* _Work instructions_:
Scan the data for "door" and copy the lines it appears in.

(Photo-based referring expression data)
------------------------------------------------

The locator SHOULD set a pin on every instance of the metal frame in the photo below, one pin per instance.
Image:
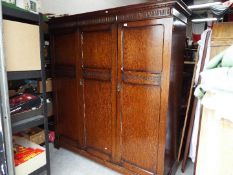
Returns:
(30, 18)
(5, 104)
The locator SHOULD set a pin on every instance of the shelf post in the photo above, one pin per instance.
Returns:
(5, 104)
(43, 75)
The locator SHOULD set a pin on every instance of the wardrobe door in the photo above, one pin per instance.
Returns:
(64, 54)
(98, 49)
(140, 59)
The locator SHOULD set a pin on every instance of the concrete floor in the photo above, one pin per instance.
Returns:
(64, 162)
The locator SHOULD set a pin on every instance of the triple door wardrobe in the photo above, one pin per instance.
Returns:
(117, 82)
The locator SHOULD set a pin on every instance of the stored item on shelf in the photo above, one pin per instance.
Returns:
(49, 87)
(51, 136)
(30, 5)
(24, 102)
(49, 108)
(29, 156)
(35, 135)
(12, 93)
(22, 46)
(9, 1)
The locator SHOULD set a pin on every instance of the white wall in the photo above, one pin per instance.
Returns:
(59, 7)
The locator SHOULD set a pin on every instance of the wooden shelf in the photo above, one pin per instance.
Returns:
(190, 62)
(15, 13)
(19, 75)
(27, 123)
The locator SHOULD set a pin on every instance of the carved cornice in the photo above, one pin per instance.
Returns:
(155, 13)
(100, 20)
(152, 13)
(71, 24)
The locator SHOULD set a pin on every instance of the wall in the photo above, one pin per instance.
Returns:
(59, 7)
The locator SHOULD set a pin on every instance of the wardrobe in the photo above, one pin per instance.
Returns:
(117, 81)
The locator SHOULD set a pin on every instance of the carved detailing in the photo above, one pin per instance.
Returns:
(101, 20)
(142, 78)
(166, 11)
(97, 74)
(159, 12)
(64, 25)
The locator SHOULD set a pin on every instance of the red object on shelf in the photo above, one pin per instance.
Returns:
(51, 136)
(196, 37)
(23, 154)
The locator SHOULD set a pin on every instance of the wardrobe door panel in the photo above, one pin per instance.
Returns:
(139, 70)
(143, 48)
(99, 94)
(64, 53)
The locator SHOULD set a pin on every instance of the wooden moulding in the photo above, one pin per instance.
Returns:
(149, 10)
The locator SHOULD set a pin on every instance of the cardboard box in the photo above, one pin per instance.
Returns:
(22, 46)
(49, 87)
(35, 135)
(33, 164)
(50, 109)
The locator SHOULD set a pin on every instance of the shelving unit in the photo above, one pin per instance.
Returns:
(26, 120)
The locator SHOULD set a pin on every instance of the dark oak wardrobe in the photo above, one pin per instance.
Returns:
(117, 81)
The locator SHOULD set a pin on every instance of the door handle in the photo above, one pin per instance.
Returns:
(81, 82)
(118, 87)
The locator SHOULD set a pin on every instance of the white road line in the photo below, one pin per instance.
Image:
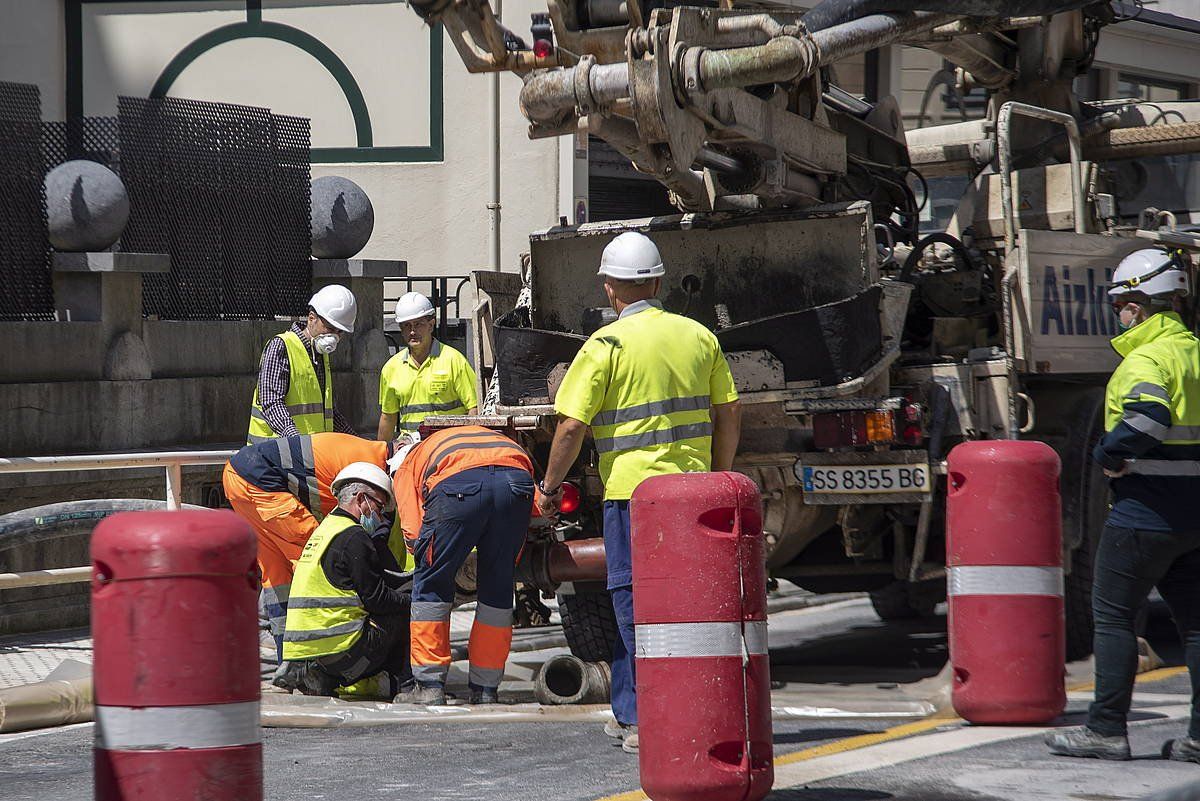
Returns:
(897, 752)
(5, 739)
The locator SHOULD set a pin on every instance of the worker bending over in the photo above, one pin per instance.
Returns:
(283, 488)
(1151, 451)
(462, 488)
(658, 393)
(425, 378)
(348, 616)
(294, 393)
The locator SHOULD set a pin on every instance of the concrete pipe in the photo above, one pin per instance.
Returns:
(567, 679)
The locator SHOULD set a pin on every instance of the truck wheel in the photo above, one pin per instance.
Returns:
(895, 602)
(589, 625)
(1085, 500)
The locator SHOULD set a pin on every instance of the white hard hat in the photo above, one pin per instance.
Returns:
(405, 446)
(631, 257)
(413, 306)
(1150, 271)
(335, 303)
(366, 473)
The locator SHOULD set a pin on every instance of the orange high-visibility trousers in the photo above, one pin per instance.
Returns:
(282, 525)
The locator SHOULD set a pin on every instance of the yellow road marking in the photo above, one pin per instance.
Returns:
(899, 732)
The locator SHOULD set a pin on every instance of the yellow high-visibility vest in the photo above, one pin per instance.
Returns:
(311, 410)
(322, 619)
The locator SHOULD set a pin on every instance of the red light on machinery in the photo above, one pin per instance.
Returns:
(855, 428)
(571, 499)
(543, 36)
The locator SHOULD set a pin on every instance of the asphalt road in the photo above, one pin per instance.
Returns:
(839, 658)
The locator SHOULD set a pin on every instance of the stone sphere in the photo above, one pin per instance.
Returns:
(87, 206)
(342, 217)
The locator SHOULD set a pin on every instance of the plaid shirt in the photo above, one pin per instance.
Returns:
(275, 375)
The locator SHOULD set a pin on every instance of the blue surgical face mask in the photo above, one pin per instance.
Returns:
(370, 522)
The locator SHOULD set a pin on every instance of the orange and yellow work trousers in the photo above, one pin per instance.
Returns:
(486, 509)
(282, 525)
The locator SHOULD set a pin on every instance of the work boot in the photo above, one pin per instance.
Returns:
(1081, 741)
(485, 696)
(1185, 750)
(421, 696)
(529, 612)
(617, 730)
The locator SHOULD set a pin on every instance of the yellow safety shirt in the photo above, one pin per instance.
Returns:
(311, 410)
(322, 619)
(646, 385)
(444, 384)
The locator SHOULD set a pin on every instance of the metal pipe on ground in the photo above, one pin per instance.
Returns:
(567, 679)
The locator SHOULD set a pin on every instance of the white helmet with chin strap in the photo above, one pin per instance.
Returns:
(631, 257)
(1151, 271)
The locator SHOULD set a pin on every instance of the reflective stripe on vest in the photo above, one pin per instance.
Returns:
(1164, 468)
(301, 471)
(310, 408)
(322, 619)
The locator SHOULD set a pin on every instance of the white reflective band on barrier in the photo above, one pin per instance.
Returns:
(1006, 579)
(165, 728)
(667, 640)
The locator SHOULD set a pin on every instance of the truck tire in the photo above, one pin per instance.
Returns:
(589, 625)
(1085, 500)
(895, 602)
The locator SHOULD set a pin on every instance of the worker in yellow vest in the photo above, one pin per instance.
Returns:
(295, 386)
(658, 393)
(426, 377)
(348, 613)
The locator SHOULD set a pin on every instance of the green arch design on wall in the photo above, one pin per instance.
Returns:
(279, 32)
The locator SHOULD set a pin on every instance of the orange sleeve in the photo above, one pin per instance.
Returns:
(409, 509)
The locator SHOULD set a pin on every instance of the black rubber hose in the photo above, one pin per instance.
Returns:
(835, 12)
(955, 244)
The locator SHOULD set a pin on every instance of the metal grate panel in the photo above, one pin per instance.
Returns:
(225, 191)
(24, 250)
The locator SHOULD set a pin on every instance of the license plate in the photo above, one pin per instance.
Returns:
(859, 480)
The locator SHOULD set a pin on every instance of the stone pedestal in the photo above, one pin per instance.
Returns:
(106, 288)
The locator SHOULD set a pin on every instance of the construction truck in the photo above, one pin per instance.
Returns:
(867, 338)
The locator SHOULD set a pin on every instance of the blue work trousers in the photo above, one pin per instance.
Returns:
(618, 553)
(486, 509)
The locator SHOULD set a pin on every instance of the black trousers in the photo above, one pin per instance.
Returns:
(1129, 562)
(383, 646)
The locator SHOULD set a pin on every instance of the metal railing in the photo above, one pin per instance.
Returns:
(172, 462)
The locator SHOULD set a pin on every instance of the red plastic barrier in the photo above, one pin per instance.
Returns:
(174, 620)
(1005, 582)
(700, 610)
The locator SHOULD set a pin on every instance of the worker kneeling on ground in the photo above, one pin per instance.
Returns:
(348, 618)
(283, 488)
(465, 487)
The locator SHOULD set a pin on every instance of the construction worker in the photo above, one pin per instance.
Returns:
(1151, 451)
(295, 387)
(348, 616)
(659, 397)
(426, 378)
(283, 488)
(461, 488)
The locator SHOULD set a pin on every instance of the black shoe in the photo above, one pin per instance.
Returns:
(1081, 741)
(421, 696)
(1185, 750)
(485, 696)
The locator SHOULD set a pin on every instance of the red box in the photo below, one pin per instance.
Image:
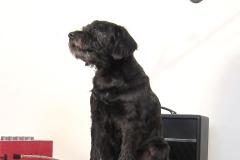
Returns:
(32, 147)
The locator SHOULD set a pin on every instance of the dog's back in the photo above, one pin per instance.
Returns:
(126, 115)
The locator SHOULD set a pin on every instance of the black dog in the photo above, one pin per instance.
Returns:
(126, 114)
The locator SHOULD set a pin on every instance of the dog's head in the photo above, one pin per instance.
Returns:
(101, 43)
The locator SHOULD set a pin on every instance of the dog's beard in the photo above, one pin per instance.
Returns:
(85, 55)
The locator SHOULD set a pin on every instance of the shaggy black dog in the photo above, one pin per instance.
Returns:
(126, 114)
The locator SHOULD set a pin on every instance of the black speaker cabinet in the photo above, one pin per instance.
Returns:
(187, 136)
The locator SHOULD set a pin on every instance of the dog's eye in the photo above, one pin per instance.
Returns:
(95, 28)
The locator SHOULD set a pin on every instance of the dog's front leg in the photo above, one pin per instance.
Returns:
(96, 140)
(129, 140)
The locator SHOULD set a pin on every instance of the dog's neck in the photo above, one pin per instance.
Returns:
(119, 75)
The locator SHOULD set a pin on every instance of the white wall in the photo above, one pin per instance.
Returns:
(190, 51)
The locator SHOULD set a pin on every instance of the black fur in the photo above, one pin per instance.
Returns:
(126, 114)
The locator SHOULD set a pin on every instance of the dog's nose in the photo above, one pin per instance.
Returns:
(71, 35)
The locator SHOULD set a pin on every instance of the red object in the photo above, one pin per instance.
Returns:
(33, 147)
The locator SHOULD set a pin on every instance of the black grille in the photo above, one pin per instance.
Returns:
(183, 150)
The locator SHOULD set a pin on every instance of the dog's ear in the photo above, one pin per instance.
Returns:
(125, 45)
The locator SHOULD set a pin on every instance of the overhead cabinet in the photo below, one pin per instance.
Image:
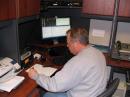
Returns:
(124, 8)
(28, 7)
(12, 9)
(7, 9)
(106, 7)
(98, 7)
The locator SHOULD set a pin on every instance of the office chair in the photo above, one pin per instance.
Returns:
(110, 89)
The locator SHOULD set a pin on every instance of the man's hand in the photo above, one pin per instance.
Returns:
(32, 73)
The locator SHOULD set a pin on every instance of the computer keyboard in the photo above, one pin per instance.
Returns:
(5, 69)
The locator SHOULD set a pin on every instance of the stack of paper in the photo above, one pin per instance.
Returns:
(48, 71)
(11, 84)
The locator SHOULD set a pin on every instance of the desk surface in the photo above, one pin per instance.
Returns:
(28, 85)
(23, 89)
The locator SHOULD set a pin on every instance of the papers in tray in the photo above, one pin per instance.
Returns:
(11, 84)
(48, 71)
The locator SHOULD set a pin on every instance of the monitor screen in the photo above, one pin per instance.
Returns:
(57, 29)
(100, 32)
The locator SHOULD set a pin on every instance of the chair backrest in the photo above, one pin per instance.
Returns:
(110, 89)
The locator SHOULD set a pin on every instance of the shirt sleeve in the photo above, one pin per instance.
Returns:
(63, 80)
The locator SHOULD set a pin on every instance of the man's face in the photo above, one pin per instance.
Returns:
(71, 44)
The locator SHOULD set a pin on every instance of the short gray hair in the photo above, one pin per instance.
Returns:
(80, 34)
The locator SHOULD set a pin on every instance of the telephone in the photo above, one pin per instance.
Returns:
(121, 51)
(8, 69)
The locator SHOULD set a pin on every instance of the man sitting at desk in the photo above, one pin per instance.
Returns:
(84, 75)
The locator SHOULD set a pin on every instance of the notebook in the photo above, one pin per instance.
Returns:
(11, 84)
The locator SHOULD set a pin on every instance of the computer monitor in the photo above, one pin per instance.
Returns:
(54, 28)
(100, 32)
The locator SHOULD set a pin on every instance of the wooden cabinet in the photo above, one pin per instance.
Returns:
(7, 9)
(98, 7)
(28, 7)
(106, 7)
(12, 9)
(124, 8)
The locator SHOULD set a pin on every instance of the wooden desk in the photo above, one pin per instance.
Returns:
(28, 88)
(117, 63)
(23, 90)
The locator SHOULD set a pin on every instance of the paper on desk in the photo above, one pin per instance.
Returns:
(48, 71)
(11, 84)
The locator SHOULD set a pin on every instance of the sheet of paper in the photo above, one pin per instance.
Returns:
(98, 33)
(11, 84)
(48, 71)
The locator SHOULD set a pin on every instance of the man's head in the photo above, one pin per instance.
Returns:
(77, 39)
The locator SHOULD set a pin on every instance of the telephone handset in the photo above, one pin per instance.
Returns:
(8, 68)
(118, 45)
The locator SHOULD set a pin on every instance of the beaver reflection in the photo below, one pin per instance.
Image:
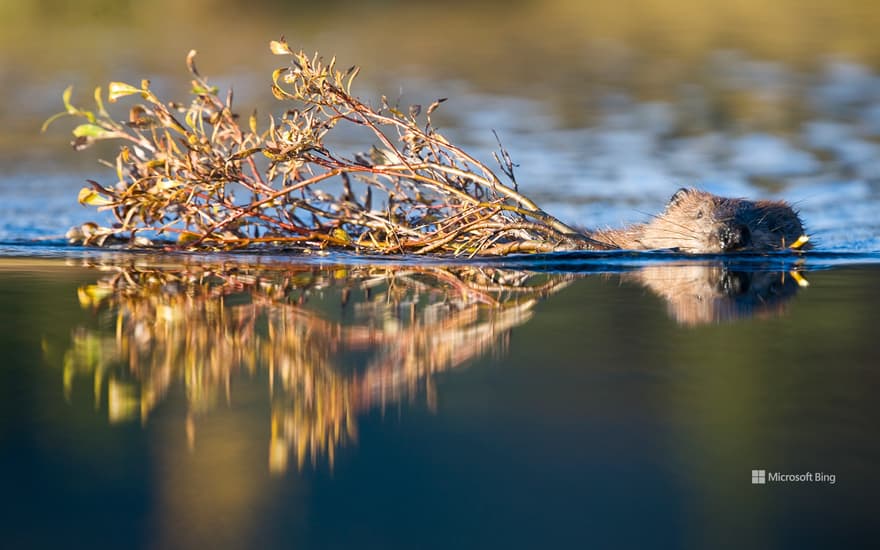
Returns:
(698, 294)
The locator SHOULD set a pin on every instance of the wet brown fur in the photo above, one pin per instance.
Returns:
(698, 222)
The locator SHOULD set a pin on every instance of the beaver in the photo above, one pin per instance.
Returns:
(697, 222)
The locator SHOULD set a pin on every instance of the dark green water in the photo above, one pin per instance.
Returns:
(158, 406)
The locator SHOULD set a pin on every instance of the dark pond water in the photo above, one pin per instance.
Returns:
(160, 402)
(239, 401)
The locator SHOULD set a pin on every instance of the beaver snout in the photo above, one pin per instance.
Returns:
(734, 237)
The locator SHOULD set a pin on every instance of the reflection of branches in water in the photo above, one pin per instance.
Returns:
(204, 324)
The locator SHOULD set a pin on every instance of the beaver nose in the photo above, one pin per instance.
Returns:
(734, 237)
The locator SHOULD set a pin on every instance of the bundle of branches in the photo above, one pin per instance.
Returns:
(196, 174)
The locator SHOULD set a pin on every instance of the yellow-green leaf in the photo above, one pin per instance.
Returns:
(65, 97)
(279, 47)
(120, 89)
(92, 131)
(100, 103)
(90, 197)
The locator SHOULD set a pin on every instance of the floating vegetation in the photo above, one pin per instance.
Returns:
(194, 177)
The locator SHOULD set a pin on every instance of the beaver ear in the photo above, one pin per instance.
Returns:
(679, 195)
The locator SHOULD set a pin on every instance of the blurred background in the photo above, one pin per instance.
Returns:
(608, 106)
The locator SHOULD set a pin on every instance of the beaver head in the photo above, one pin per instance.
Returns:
(698, 222)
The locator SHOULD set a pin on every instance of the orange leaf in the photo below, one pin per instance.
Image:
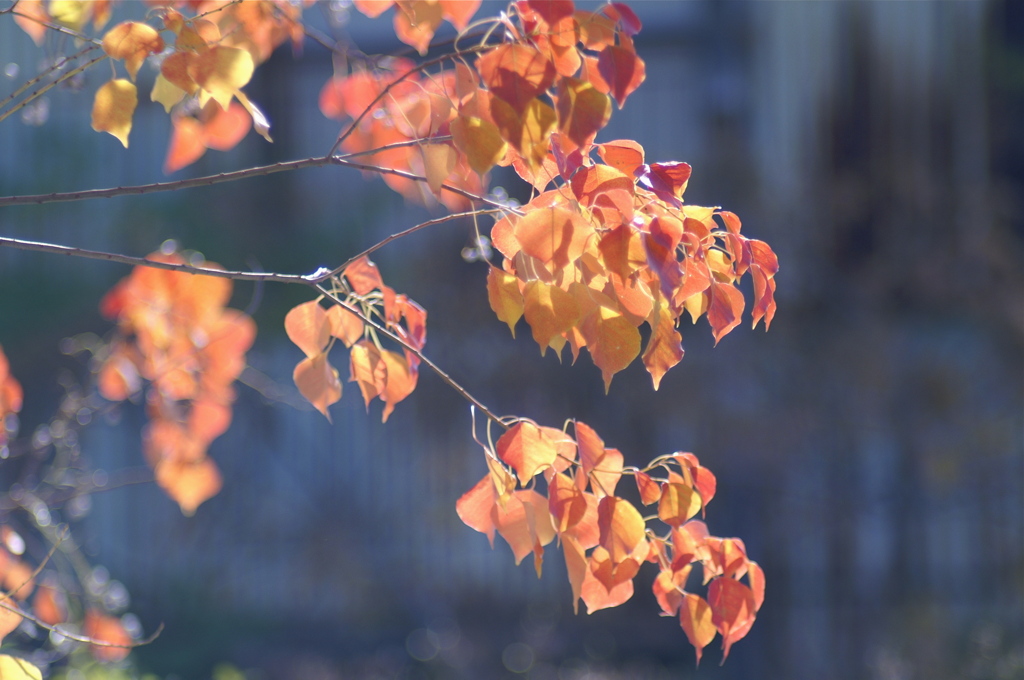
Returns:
(132, 41)
(650, 491)
(107, 629)
(553, 235)
(516, 74)
(344, 325)
(528, 131)
(416, 22)
(475, 506)
(612, 340)
(725, 308)
(113, 109)
(528, 449)
(479, 140)
(373, 8)
(307, 326)
(504, 296)
(623, 155)
(732, 610)
(189, 483)
(583, 111)
(695, 619)
(400, 381)
(368, 369)
(678, 504)
(665, 348)
(622, 527)
(317, 382)
(187, 143)
(550, 312)
(225, 128)
(438, 162)
(567, 504)
(623, 70)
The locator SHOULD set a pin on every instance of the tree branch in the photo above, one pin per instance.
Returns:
(323, 290)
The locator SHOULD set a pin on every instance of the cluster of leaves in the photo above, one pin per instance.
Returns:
(604, 537)
(202, 71)
(175, 334)
(358, 293)
(604, 246)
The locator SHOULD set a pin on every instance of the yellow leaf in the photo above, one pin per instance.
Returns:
(166, 93)
(113, 109)
(220, 72)
(318, 382)
(549, 310)
(505, 298)
(479, 140)
(17, 669)
(71, 13)
(438, 162)
(132, 41)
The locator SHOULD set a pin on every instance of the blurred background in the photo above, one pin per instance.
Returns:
(869, 449)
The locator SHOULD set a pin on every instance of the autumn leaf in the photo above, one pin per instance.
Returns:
(528, 449)
(695, 620)
(220, 72)
(113, 109)
(549, 310)
(505, 298)
(132, 41)
(317, 382)
(307, 326)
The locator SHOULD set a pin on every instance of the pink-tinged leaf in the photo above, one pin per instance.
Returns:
(695, 619)
(623, 527)
(317, 382)
(475, 506)
(623, 155)
(368, 369)
(622, 70)
(516, 74)
(552, 10)
(732, 610)
(650, 491)
(566, 502)
(528, 449)
(725, 309)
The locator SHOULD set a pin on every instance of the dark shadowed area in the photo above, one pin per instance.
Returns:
(869, 448)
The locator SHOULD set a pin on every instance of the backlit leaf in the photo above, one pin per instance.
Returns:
(368, 370)
(695, 619)
(317, 382)
(528, 449)
(113, 109)
(516, 74)
(504, 296)
(622, 527)
(307, 326)
(623, 70)
(583, 111)
(479, 140)
(549, 310)
(220, 71)
(132, 41)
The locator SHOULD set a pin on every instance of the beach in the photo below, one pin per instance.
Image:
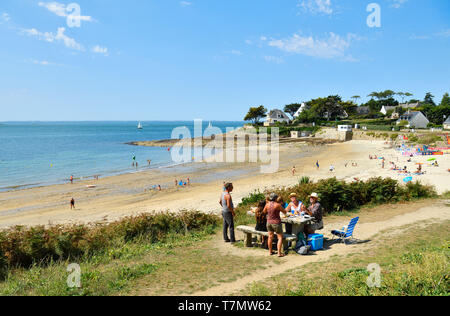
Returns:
(123, 195)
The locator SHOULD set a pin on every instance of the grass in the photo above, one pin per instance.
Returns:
(413, 265)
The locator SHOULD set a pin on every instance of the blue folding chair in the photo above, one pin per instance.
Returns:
(347, 231)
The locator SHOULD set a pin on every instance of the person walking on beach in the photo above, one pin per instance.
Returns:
(228, 214)
(315, 210)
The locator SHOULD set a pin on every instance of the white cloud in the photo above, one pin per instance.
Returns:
(396, 4)
(273, 59)
(50, 37)
(42, 62)
(332, 46)
(445, 33)
(236, 52)
(185, 3)
(100, 50)
(6, 17)
(60, 10)
(316, 6)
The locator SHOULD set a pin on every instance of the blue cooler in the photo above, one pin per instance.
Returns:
(316, 242)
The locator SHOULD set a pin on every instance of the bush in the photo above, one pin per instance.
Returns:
(337, 196)
(24, 247)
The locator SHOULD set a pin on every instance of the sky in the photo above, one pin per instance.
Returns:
(98, 60)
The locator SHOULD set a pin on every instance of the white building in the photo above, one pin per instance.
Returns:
(276, 116)
(414, 119)
(345, 128)
(300, 110)
(447, 123)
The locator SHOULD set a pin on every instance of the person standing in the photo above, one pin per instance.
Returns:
(315, 210)
(228, 214)
(273, 210)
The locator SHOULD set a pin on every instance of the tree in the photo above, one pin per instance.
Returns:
(255, 114)
(429, 99)
(445, 100)
(387, 94)
(356, 98)
(349, 107)
(408, 95)
(292, 108)
(376, 95)
(404, 95)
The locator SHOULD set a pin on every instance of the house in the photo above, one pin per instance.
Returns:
(363, 110)
(345, 128)
(447, 123)
(414, 119)
(409, 106)
(300, 110)
(276, 116)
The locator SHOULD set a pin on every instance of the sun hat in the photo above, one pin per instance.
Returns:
(273, 197)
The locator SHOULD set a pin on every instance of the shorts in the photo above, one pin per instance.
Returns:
(275, 228)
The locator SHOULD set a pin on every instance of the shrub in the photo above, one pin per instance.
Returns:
(24, 247)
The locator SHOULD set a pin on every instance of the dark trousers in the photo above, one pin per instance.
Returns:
(228, 224)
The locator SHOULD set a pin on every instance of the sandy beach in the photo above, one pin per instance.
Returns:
(118, 196)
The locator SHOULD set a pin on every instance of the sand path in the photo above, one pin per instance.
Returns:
(366, 231)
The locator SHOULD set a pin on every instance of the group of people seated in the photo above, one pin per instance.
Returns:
(268, 218)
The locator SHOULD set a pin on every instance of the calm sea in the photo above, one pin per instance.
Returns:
(41, 153)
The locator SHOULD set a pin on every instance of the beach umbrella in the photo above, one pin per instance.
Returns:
(407, 179)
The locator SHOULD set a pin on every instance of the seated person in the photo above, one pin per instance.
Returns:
(295, 207)
(285, 206)
(315, 210)
(261, 221)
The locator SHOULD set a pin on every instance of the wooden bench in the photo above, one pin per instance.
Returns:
(250, 231)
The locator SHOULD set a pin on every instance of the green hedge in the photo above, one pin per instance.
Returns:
(24, 247)
(336, 195)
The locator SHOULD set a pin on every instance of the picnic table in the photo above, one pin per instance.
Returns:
(298, 223)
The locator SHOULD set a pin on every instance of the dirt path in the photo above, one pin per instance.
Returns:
(420, 215)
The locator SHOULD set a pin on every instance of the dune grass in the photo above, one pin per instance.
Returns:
(413, 264)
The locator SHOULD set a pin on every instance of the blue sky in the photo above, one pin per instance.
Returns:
(212, 59)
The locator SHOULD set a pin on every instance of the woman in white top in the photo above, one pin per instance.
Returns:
(296, 206)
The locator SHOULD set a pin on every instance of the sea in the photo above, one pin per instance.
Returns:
(45, 153)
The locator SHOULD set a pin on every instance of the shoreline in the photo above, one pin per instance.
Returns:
(119, 196)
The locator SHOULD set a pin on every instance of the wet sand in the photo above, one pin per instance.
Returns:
(129, 194)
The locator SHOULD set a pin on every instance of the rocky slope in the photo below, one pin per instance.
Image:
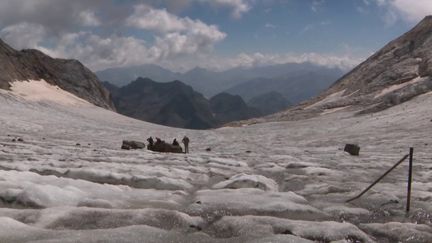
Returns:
(177, 104)
(172, 104)
(398, 72)
(210, 83)
(227, 108)
(69, 75)
(296, 86)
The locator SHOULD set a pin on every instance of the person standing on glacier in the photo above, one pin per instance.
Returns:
(185, 141)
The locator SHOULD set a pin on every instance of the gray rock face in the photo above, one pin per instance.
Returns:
(69, 75)
(398, 72)
(228, 108)
(171, 104)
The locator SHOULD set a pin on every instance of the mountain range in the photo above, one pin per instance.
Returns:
(177, 104)
(69, 75)
(398, 72)
(304, 79)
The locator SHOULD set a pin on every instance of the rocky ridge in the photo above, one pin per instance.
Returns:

------------------------------------------------

* _Finished task_:
The locator SHOULD set a pin on every instance of the wardrobe door in the photo above, one pin per instance.
The locator SHOULD set a pin on every instance of the triple door wardrobe in the photo above, one pin per instance.
The locator SHOULD set a pin on every instance of the wardrobe door panel in the photo above, one pin per instance.
The locator SHOULD set a pin on every instance of the door handle in the photo above, one pin per instance.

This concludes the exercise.